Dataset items

※

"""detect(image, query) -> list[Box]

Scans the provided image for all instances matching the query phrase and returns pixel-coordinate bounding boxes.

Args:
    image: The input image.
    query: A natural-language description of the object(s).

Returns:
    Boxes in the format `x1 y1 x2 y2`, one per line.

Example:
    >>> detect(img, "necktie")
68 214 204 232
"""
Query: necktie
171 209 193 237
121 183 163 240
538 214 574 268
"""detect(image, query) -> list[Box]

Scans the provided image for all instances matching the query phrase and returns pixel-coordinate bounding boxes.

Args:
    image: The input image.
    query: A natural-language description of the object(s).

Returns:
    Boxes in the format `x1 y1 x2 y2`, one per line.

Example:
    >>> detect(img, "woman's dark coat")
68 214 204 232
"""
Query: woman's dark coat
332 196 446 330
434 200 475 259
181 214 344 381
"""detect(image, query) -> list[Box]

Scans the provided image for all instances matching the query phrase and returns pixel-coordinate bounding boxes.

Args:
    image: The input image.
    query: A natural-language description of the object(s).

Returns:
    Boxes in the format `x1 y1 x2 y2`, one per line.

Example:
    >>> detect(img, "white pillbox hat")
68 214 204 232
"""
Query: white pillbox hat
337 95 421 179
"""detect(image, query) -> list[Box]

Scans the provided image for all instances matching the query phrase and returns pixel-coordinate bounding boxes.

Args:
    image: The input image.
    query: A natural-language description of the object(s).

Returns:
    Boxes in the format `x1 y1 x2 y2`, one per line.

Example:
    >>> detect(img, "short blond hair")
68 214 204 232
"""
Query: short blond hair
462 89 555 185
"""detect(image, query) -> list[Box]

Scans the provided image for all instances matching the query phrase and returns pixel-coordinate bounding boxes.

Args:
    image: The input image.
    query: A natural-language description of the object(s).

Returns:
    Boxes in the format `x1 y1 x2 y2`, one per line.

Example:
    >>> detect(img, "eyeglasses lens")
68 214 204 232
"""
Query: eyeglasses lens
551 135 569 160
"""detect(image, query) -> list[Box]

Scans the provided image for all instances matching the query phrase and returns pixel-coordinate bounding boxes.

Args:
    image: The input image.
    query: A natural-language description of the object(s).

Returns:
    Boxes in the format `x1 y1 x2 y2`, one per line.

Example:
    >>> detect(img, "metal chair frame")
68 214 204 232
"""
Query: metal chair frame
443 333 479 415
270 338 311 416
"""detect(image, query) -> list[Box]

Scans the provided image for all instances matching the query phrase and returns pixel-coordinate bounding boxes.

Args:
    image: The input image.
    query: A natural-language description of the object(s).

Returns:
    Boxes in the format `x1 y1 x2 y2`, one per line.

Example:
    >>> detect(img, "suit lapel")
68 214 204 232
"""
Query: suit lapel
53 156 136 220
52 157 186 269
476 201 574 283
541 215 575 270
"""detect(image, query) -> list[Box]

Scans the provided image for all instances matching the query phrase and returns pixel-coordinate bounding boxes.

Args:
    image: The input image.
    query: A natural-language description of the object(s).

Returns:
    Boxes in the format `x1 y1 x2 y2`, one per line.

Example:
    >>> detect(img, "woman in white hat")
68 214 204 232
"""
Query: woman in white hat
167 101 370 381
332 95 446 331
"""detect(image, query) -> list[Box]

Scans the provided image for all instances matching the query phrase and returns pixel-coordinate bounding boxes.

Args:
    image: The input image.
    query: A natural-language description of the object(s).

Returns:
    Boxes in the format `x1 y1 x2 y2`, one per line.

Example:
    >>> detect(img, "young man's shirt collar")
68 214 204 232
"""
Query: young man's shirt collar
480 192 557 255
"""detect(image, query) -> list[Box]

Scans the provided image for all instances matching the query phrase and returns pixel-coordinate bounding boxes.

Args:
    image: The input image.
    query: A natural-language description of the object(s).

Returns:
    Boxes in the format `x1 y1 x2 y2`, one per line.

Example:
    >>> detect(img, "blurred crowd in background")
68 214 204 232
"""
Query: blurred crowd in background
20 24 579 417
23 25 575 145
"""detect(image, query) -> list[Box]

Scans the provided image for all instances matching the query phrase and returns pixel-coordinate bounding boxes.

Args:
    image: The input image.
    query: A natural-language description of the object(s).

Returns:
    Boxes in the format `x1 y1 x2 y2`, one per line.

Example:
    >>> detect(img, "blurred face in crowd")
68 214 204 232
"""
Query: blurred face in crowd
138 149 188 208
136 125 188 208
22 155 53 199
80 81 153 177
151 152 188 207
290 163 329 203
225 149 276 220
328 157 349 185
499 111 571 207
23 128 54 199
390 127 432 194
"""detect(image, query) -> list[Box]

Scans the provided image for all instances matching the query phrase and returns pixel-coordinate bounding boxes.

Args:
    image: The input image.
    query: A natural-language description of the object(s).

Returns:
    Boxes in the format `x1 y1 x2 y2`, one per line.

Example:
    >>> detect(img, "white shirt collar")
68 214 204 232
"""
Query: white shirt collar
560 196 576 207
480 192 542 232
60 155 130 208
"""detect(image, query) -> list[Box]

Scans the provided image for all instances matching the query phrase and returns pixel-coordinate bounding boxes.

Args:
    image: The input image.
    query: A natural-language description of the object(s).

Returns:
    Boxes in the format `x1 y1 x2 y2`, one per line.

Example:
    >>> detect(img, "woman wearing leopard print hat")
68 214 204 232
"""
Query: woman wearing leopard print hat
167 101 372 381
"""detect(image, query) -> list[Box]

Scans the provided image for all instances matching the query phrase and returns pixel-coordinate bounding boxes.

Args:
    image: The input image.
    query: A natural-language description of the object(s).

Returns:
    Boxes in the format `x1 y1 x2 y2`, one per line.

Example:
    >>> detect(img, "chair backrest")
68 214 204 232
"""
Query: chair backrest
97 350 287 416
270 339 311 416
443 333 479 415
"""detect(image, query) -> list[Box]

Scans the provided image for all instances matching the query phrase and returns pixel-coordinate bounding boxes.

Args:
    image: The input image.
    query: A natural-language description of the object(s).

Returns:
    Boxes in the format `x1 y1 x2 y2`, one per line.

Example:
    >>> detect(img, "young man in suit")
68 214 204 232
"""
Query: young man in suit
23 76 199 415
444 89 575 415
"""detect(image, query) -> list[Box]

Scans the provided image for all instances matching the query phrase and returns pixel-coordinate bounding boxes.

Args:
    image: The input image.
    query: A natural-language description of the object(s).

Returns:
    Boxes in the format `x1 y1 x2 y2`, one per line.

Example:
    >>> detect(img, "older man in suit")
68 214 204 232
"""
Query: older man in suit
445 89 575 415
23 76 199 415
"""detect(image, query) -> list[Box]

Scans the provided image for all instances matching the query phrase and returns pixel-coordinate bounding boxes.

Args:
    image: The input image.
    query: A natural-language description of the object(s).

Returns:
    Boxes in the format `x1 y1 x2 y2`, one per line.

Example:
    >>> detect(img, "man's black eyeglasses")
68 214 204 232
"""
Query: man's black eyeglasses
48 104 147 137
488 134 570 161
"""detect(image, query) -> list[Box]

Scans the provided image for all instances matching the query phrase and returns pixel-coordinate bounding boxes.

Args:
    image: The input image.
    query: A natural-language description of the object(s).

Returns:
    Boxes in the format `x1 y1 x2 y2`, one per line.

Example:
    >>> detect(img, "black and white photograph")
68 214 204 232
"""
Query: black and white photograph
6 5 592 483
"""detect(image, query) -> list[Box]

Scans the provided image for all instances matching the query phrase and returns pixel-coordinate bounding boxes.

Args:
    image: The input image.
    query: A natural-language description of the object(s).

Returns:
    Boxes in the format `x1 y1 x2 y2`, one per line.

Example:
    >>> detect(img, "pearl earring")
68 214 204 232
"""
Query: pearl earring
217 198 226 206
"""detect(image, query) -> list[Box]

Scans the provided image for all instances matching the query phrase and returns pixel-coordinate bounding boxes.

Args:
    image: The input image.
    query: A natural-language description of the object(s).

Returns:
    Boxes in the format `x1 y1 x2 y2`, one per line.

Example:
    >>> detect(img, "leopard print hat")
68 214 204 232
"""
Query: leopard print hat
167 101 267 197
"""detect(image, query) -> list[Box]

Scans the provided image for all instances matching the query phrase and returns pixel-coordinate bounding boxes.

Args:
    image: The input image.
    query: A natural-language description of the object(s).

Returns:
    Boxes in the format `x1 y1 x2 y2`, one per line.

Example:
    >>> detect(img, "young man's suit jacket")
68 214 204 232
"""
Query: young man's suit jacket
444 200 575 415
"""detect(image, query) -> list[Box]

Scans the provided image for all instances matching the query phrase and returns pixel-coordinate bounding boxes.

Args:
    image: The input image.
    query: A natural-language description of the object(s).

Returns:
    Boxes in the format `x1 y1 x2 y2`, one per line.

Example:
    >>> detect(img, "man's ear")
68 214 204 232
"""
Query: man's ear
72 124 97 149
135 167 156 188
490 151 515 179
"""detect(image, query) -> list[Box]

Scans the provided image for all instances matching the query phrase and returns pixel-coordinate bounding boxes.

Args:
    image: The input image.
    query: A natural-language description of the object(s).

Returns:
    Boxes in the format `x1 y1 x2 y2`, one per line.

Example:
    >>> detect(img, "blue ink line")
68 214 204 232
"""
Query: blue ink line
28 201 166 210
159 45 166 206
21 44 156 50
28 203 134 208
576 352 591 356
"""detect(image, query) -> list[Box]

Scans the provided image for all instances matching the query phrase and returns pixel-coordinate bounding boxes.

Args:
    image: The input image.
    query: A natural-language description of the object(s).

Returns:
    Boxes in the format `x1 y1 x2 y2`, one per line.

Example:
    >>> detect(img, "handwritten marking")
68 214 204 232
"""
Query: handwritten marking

※

Lines containing the word "handwritten" must be found in the data above and copied.

**Answer area**
    >>> detect(img, "handwritten marking")
Query: handwritten marking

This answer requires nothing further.